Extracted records
+++

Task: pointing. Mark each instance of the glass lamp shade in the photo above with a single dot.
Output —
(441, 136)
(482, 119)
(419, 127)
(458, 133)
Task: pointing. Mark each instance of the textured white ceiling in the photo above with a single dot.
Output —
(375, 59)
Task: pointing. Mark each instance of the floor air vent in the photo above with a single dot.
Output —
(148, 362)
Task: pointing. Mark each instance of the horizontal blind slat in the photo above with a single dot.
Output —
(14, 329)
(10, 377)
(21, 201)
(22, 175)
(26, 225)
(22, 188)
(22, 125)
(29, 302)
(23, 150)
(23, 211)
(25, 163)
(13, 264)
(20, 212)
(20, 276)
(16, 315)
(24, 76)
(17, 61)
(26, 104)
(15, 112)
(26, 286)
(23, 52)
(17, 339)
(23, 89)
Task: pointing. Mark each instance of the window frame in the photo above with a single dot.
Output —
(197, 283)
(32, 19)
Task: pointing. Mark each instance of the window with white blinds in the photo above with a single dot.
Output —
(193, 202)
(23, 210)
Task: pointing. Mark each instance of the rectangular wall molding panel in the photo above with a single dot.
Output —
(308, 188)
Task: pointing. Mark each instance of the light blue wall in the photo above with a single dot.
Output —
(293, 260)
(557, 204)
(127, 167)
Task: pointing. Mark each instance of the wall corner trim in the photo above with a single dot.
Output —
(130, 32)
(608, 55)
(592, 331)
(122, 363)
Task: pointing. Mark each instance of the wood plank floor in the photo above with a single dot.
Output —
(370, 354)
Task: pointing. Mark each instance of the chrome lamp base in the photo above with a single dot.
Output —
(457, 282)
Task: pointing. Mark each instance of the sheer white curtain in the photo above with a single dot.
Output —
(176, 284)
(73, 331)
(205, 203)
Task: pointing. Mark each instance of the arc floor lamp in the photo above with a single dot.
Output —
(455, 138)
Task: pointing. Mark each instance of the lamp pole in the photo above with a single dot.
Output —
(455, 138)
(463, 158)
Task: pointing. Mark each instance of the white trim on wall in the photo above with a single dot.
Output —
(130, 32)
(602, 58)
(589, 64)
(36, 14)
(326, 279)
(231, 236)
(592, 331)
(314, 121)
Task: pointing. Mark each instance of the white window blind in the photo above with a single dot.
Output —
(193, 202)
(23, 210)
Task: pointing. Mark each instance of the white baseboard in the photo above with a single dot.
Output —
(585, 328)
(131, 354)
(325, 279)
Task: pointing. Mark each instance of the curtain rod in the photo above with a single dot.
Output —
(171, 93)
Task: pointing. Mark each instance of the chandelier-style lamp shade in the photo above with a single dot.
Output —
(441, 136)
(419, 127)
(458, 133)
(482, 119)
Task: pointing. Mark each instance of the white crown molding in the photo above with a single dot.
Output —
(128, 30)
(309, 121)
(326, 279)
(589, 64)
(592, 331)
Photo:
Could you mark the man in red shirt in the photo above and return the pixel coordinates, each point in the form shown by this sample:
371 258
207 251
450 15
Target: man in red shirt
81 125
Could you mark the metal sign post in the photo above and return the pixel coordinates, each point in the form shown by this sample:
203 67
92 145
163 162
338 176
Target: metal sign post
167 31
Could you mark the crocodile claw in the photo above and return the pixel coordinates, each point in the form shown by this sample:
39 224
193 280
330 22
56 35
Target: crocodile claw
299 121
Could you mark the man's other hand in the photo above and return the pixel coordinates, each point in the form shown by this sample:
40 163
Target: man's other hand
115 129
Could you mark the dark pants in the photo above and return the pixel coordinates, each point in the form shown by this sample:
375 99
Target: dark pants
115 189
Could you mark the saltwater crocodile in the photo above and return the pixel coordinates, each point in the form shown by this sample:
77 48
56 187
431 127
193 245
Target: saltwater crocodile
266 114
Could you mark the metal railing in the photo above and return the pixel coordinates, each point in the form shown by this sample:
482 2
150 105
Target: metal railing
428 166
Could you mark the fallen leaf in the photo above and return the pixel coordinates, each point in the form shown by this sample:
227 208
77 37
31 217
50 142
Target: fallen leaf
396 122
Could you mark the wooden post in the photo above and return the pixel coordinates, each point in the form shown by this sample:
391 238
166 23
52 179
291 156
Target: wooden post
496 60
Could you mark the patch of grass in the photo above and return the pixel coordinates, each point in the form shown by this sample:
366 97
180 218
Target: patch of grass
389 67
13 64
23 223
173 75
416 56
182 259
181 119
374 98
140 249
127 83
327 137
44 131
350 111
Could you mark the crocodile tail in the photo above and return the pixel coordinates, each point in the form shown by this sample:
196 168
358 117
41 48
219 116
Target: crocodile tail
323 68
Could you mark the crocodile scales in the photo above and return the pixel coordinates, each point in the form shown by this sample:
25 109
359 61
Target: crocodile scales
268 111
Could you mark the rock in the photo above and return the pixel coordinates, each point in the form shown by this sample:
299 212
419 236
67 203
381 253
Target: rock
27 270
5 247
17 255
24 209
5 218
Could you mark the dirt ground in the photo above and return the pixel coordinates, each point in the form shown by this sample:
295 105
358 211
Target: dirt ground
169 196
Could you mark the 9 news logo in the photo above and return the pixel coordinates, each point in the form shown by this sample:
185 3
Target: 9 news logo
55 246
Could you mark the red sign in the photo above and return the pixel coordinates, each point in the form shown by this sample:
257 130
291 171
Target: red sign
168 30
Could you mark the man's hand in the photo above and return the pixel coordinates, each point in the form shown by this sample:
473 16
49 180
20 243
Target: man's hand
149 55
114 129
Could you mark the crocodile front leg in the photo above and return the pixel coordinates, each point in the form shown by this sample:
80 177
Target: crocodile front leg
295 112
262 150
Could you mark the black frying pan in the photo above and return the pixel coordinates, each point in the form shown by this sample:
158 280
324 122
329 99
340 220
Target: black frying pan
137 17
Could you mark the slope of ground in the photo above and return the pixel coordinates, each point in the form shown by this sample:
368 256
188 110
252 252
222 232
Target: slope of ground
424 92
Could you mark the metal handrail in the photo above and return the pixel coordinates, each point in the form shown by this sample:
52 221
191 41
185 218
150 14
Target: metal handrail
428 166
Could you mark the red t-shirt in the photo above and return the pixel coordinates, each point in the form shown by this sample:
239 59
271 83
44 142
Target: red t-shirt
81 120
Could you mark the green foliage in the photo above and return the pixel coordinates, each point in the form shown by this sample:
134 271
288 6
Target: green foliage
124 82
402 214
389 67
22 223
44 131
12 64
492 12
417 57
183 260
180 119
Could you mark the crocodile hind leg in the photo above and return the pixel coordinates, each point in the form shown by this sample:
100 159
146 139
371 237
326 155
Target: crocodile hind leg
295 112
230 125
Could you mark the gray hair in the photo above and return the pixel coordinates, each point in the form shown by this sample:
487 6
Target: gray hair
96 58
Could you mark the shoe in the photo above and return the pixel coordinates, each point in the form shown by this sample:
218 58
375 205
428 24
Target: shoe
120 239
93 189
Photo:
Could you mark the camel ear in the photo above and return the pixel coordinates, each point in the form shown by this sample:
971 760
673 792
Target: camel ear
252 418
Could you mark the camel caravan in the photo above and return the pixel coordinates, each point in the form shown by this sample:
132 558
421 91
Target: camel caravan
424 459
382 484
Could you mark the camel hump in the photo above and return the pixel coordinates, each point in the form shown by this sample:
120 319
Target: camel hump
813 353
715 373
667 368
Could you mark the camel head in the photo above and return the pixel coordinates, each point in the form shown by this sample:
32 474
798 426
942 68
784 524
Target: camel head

+++

Would you return the full set of entries, unchanged in every detail?

Task: pointing. Mark each instance of the glass lamp shade in the photo above with a single dot.
Output —
(441, 136)
(482, 119)
(419, 127)
(458, 133)
Task: pointing. Mark each instance of the textured white ceiling in the photo above with a single dot.
Output —
(375, 59)
Task: pointing. Mark each instance of the floor air vent in the photo above with a single dot.
Output —
(148, 362)
Task: pointing. Mark each instance of the horizontal blind slat in the photo above with a single dot.
Output —
(14, 329)
(10, 377)
(21, 201)
(22, 175)
(26, 225)
(22, 188)
(22, 125)
(29, 302)
(23, 150)
(23, 211)
(25, 163)
(13, 264)
(20, 212)
(20, 276)
(16, 315)
(24, 76)
(17, 61)
(26, 104)
(15, 112)
(26, 286)
(23, 52)
(17, 339)
(23, 89)
Task: pointing. Mark each instance of the window frame in the photo above with a single dot.
Output —
(197, 283)
(32, 19)
Task: pointing. Mark each instance of the window with white blinds in the photo above with a single dot.
Output —
(193, 202)
(23, 210)
Task: pointing. Mark each instance of the rectangular wall molding panel in the photo above with a single dot.
Output —
(308, 188)
Task: pointing. Mark each instance of the light blue wall in the photo above with a single dot.
Output —
(293, 260)
(557, 204)
(127, 167)
Task: pointing. Mark each instance of the wall corner trim in the photo above with a single dot.
Output —
(130, 32)
(608, 55)
(592, 331)
(122, 363)
Task: pointing. Mark each instance of the wood plank floor in the photo above with a single dot.
Output —
(370, 354)
Task: pointing. Mark each instance of the chrome lamp base in the photo above with a single dot.
Output —
(457, 282)
Task: pointing. Mark each instance of the sheer white curtain in the photo above with a single dot.
Output —
(176, 284)
(73, 331)
(205, 203)
Task: pointing. Mark each instance of the arc floor lamp in the photo above with a single dot.
Output —
(455, 138)
Task: pointing. Mark each instance of the lamp pole in the photo above with a single dot.
Output —
(455, 138)
(463, 158)
Task: pointing. Mark each instance of the white trim on wall in the photo above with a single dot.
Output —
(130, 32)
(602, 58)
(589, 64)
(36, 14)
(326, 279)
(231, 236)
(592, 331)
(314, 121)
Task: pointing. Mark each instance of the white window blind in the photo above with a single dot.
Output —
(193, 202)
(23, 210)
Task: pointing. Mark each instance of the white baseboard in the photo above with a single dot.
Output —
(585, 328)
(131, 354)
(325, 279)
Task: pointing. Mark each instance of the curtain rod in the photo above with a single dot.
Output —
(171, 93)
Task: pointing. Mark each instance of the chandelier-style lamp shade in the photo above with a single dot.
Output —
(441, 136)
(419, 127)
(458, 133)
(482, 119)
Task: pointing. Mark each instance of the white crown molding in the photo above with a single dot.
Output —
(128, 30)
(309, 121)
(326, 279)
(589, 64)
(592, 331)
Photo:
Could you mark the man in red shirt in the photo above and return the pixel coordinates, each point in the form shown by this sample:
371 258
207 251
450 15
Target: man in red shirt
81 125
Could you mark the metal sign post in the photo above and return the pixel coordinates, each point in the form shown by this sample:
203 67
92 145
163 162
338 176
Target: metal sign post
167 31
Could you mark the crocodile claw in the photo above and return the pixel coordinates, each point in the form shown by this sample:
39 224
193 280
330 22
56 35
Target: crocodile claw
299 121
Could you mark the man's other hand in the photo above and return the pixel coordinates, each point in the form shown by this sample:
40 163
Target: man's other hand
115 129
Could you mark the dark pants in the photo above and return the pixel coordinates, each point in the form shown by this sample:
375 99
Target: dark pants
115 189
Could you mark the saltwater crocodile in the photo above and return the pixel coordinates, each point in the form shown by this sample:
77 48
56 187
431 127
193 245
Target: saltwater crocodile
266 114
Could you mark the metal railing in the photo above and return the pixel coordinates, each point in the form shown by this sample:
482 2
150 105
Target: metal railing
428 166
Could you mark the fallen leaf in the photo above and return the pixel coordinates, each point in the form shown by this sample:
227 208
77 37
31 217
50 142
Target: fallen leaf
396 122
Could you mark the wooden post in the photo above and return the pixel coordinates, each point in the form shown by this sample:
391 238
166 23
52 179
291 156
Target: wooden post
496 60
Could you mark the patch of grass in the photo above and return the pixel coordinates, each point in the form shown by this sample:
366 97
180 218
Target: patch of grass
389 67
13 64
23 223
173 75
416 56
182 259
181 119
374 98
140 249
127 83
327 137
44 131
350 111
Could you mark the crocodile tail in the photo above and return the pixel coordinates, each point in the form shown by this sample:
196 168
358 117
41 48
219 116
Target: crocodile tail
323 68
Could you mark the crocodile scales in the photo above and return the pixel coordinates, each point in the form shown by this sample:
25 109
359 61
Target: crocodile scales
268 111
Could you mark the rock in the photo above and return the pixel coordinates, each point in the form shown by this sample:
299 212
419 236
67 203
381 253
Target: rock
27 270
5 247
17 255
24 209
5 218
Could you mark the dirt ground in the photo above and return the pixel coordinates, each point in the form shown by this sample:
295 105
358 211
Target: dirt ground
169 196
Could you mark the 9 news logo in the photo above and return the pixel coordinates, each point in the form shown by this sample:
185 3
Target: 9 news logo
55 246
Could you mark the red sign in the photo above and return the pixel coordinates, each point in the form shown by this sample:
257 130
291 171
Target: red sign
168 30
Could you mark the man's hand in the photo above and return the pixel coordinates, each point in the form shown by this sample:
473 16
49 180
20 243
Target: man's hand
149 55
114 129
Could you mark the crocodile front leg in the photo above and return the pixel coordinates, each point in the form shown by this sample:
80 177
Target: crocodile front leg
295 112
262 150
Could you mark the black frying pan in the photo above and return the pixel coordinates, each point in the form shown by this sample:
158 280
324 122
329 99
340 220
Target: black frying pan
137 17
Could you mark the slope of ground in the photo above and return the pixel coordinates, each point in the form shown by this sample:
368 256
188 110
252 252
222 232
Target: slope of ground
424 92
Could you mark the metal handrail in the photo above and return the pixel coordinates, each point in the form shown by this sample:
52 221
191 41
185 218
150 14
Target: metal handrail
428 166
Could you mark the red t-shirt in the photo above and return the pixel coordinates, each point in the form shown by this sample:
239 59
271 83
44 142
Target: red t-shirt
81 120
Could you mark the green foliage in the photo above and return the pixel coordinates, each point in the form shown by this sample:
134 271
288 6
Target: green foliage
124 82
402 214
389 67
22 223
44 131
12 64
492 12
417 57
183 260
180 119
Could you mark the crocodile hind leg in the photo above and return the pixel coordinates, each point in the form shown by this sample:
100 159
146 139
371 237
326 155
Target: crocodile hind leg
295 112
230 125
Could you mark the gray hair in the photo above and return the pixel coordinates, each point in the form shown by this sample:
487 6
Target: gray hair
96 58
Could you mark the shoe in the photo above and return the pixel coordinates, each point in the form shown by this sample:
218 58
375 205
428 24
Target: shoe
120 239
93 189
Photo:
Could you mark the camel ear in the photo above and return the pixel coordinates, each point in the form shown by this sample:
971 760
673 792
Target: camel ear
252 418
Could you mark the camel caravan in the photo above and return the pixel coordinates, each point in the form shown by this sample:
132 558
421 91
Target: camel caravan
424 459
382 484
Could you mark the camel hump in the photo above and return the pixel coordinates, each point in the form shown by this sample:
120 319
Target: camel hump
813 353
715 373
667 368
Could you mark the camel head in the photo above and return the pixel coordinates, each point in the form shown by this sample:
32 474
798 426
942 68
784 524
Target: camel head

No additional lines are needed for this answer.